Latihan.
a. Tolong ubah paragraf dalam teks tentang Sentot Prawirodirdjo yang diawali "Pada awal bulan Agustus 1831" menjadi daftar poin yang lebih ringkas tanpa menghilangkan fakta utamanya.
b. Lanjutkan teks tentang Sentot Prawirodirdjo mulai dari sesudah kalimat terakhirnya.

Pada awal bulan Agustus 1831 Lintau berhasil ditaklukkan, menjadikan Luhak Tanah Datar berada dalam kendali Belanda. Namun Tuanku Lintau masih tetap melakukan perlawanan dari kawasan Luhak Limo Puluah. Sementara ketika Letnan Kolonel Elout melakukan berbagai serangan terhadap Kaum Padri antara tahun 1831–1832, ia memperoleh tambahan kekuatan dari pasukan Sentot Prawirodirdjo, salah seorang panglima pasukan Pangeran Diponegoro
yang telah membelot dan berdinas pada Pemerintah Hindia-Belanda setelah
usai perang di Jawa. Namun kemudian Letnan Kolonel Elout berpendapat,
kehadiran Sentot yang ditempatkan di Lintau justru menimbulkan masalah
baru. Beberapa dokumen-dokumen resmi Belanda membuktikan kesalahan
Sentot yang telah melakukan persekongkolan dengan Kaum Padri sehingga
kemudian Sentot dan legiunnya dikembalikan ke Pulau Jawa. Di Jawa,
Sentot juga tidak berhasil menghilangkan kecurigaan Belanda terhadap
dirinya, dan Belanda pun juga tidak ingin ia tetap berada di Jawa dan
mengirimnya kembali ke Sumatera. Namun di tengah perjalanan, Sentot
diturunkan dan ditahan di Bengkulu,
lalu ditinggal sampai mati sebagai orang buangan. Sedangkan pasukannya
dibubarkan kemudian direkrut kembali menjadi tentara Belanda.

Kumpulan Materi.
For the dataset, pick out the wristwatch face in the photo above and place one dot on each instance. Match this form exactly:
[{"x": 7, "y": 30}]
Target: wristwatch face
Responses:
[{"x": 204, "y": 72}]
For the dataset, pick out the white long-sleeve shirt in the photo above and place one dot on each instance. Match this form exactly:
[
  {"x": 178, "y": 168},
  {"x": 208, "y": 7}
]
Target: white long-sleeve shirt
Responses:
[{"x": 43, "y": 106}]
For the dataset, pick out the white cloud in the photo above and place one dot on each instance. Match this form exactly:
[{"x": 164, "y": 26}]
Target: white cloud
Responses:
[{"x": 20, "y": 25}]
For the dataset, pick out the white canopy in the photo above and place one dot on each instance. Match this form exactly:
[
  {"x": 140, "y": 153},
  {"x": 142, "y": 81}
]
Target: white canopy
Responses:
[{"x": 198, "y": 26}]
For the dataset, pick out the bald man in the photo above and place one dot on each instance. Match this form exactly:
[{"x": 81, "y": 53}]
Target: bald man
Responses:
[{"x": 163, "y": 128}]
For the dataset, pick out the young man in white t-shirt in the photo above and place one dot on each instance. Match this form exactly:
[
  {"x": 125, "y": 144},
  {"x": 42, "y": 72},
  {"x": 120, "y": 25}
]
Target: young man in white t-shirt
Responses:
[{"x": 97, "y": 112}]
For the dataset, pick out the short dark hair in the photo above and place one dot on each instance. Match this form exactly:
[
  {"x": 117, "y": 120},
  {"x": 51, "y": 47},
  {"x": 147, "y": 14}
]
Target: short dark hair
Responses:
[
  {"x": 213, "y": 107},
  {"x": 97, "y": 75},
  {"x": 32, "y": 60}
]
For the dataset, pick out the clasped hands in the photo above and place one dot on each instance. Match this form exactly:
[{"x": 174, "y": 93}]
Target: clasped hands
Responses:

Hasil per Tugas.
a.
- Awal Agustus 1831 Lintau ditaklukkan, sehingga Luhak Tanah Datar berada dalam kendali Belanda.
- Tuanku Lintau tetap melawan dari kawasan Luhak Limo Puluah.
- Dalam serangan terhadap Kaum Padri tahun 1831–1832, Letnan Kolonel Elout mendapat tambahan kekuatan dari pasukan Sentot Prawirodirdjo, panglima Pangeran Diponegoro yang membelot dan berdinas pada Pemerintah Hindia-Belanda setelah perang di Jawa usai.
- Elout menilai kehadiran Sentot di Lintau justru menimbulkan masalah baru. Dokumen resmi Belanda membuktikan Sentot bersekongkol dengan Kaum Padri, sehingga ia dan legiunnya dikembalikan ke Jawa.
- Di Jawa, kecurigaan Belanda terhadap Sentot tidak hilang, dan ia dikirim kembali ke Sumatera. Di tengah perjalanan ia diturunkan dan ditahan di Bengkulu, lalu ditinggal sampai mati sebagai orang buangan.
- Pasukannya dibubarkan, kemudian direkrut kembali menjadi tentara Belanda.

b.
Pada bulan Juli 1832, dari Jakarta dikirim pasukan infantri dalam jumlah besar di bawah pimpinan Letnan Kolonel Ferdinand P. Vermeulen Krieger,
untuk mempercepat penyelesaian peperangan. Dengan tambahan pasukan
tersebut pada bulan Oktober 1832, Luhak Limo Puluah telah berada dalam
kekuasaan Belanda bersamaan dengan meninggalnya Tuanku Lintau.[17] Kemudian Kaum Padri terus melakukan konsolidasi dan berkubu di Kamang,
namun seluruh kekuatan Kaum Padri di Luhak Agam juga dapat ditaklukkan
Belanda setelah jatuhnya Kamang pada akhir tahun 1832, sehingga kembali
Kaum Padri terpaksa mundur dari kawasan luhak dan bertahan di Bonjol.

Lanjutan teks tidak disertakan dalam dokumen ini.